To do -> Search the entries below for "boot". Report each line where it occurs.

Region pointing data:
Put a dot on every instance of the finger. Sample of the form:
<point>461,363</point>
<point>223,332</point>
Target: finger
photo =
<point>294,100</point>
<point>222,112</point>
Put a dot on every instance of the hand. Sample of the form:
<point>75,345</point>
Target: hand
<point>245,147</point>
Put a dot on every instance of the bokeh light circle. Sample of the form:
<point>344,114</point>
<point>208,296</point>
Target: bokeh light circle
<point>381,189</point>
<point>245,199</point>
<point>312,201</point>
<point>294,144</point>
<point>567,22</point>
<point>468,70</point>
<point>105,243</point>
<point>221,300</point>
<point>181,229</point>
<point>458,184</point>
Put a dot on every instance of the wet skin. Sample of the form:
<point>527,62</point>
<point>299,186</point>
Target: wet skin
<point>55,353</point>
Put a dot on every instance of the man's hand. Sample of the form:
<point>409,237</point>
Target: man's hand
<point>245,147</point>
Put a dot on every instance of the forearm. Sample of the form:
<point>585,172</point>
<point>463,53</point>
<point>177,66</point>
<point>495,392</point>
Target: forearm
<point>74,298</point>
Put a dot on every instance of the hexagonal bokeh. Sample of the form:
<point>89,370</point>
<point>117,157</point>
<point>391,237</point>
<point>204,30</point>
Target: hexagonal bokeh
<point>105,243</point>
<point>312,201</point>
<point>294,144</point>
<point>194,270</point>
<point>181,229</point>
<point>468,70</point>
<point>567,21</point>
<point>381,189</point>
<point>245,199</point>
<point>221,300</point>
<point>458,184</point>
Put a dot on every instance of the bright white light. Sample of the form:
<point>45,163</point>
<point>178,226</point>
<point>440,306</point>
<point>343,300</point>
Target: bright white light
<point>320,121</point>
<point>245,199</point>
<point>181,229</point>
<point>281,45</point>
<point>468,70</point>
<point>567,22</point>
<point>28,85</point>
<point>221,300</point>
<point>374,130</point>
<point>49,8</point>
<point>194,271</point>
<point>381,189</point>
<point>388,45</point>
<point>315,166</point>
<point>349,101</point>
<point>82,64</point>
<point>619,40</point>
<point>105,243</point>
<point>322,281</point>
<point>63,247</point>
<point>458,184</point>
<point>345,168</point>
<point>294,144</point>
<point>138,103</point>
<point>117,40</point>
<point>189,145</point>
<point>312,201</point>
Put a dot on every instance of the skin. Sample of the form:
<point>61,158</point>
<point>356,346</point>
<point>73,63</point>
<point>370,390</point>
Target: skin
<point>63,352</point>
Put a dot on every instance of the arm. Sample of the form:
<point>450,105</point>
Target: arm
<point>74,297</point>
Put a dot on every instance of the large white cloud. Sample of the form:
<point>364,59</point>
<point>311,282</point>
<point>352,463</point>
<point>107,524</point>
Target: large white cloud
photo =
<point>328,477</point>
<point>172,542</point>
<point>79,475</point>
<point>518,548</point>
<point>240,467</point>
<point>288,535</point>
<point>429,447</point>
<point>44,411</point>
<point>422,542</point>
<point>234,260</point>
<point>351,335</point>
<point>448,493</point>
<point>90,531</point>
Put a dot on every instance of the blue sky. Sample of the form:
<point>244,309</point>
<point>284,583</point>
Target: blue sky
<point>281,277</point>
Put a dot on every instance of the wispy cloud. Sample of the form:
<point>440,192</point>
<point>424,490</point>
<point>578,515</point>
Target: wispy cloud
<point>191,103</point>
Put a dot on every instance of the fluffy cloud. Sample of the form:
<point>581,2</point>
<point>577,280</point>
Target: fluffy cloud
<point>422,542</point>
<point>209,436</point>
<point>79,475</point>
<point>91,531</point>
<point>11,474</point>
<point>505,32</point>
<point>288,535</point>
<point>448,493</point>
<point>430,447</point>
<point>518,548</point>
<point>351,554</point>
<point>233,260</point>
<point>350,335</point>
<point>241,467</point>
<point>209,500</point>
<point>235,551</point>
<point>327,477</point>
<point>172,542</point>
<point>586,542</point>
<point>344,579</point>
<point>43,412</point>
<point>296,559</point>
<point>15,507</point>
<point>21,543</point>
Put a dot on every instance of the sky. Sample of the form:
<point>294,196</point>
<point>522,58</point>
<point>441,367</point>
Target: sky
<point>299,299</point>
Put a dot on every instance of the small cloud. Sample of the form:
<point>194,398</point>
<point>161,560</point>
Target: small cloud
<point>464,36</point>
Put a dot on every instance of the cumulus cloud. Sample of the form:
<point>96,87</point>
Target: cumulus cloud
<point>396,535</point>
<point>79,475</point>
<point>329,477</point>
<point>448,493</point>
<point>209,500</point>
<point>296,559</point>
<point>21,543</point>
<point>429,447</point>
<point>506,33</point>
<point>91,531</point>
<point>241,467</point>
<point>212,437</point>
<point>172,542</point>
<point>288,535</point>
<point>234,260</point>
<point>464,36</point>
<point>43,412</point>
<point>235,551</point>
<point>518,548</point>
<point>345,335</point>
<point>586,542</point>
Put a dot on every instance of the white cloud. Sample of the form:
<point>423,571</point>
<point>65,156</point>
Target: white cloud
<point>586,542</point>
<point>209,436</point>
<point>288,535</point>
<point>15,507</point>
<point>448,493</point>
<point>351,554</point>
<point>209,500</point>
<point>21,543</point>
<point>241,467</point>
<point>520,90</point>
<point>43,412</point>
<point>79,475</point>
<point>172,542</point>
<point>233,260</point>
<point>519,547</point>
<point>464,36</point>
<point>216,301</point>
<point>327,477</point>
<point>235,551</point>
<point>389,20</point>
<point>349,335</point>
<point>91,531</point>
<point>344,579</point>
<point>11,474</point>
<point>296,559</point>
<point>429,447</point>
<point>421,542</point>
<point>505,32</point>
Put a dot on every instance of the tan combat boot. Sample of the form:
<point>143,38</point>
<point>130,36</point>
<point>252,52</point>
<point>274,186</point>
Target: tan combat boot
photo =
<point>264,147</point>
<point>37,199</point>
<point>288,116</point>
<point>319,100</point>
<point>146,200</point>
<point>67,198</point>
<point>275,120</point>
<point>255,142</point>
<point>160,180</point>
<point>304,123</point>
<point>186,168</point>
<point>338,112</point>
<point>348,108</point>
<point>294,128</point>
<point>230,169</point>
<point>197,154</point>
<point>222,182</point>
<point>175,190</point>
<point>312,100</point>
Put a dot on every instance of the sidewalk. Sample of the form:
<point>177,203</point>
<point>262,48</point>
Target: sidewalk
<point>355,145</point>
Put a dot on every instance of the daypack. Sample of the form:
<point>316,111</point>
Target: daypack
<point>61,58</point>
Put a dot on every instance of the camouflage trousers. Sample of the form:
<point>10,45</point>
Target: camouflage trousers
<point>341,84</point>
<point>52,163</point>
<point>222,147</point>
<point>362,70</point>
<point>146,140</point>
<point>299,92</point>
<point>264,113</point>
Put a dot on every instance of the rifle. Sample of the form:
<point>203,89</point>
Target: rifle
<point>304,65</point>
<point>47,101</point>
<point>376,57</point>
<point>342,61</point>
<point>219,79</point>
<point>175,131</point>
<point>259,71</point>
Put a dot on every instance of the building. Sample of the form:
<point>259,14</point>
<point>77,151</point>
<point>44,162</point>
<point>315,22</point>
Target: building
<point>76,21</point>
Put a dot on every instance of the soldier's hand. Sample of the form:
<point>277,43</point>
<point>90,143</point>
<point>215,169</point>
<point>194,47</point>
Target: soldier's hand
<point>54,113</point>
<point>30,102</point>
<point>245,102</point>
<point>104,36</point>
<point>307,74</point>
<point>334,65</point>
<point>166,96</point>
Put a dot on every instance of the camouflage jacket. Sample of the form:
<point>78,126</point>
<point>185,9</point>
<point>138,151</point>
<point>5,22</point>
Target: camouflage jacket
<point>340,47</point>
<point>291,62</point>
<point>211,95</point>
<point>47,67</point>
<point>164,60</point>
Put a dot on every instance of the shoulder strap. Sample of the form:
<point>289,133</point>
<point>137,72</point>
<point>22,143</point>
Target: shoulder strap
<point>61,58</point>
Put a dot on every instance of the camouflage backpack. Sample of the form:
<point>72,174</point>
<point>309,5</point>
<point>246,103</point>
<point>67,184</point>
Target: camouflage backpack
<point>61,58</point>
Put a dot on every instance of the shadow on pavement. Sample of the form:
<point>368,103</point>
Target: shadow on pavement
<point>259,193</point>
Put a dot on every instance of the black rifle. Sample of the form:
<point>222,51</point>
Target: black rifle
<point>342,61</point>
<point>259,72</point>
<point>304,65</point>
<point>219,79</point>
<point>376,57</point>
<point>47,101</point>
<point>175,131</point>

Task response ->
Put a dot on every instance of the tan combat boot. Sample of the form:
Target: tan combat boot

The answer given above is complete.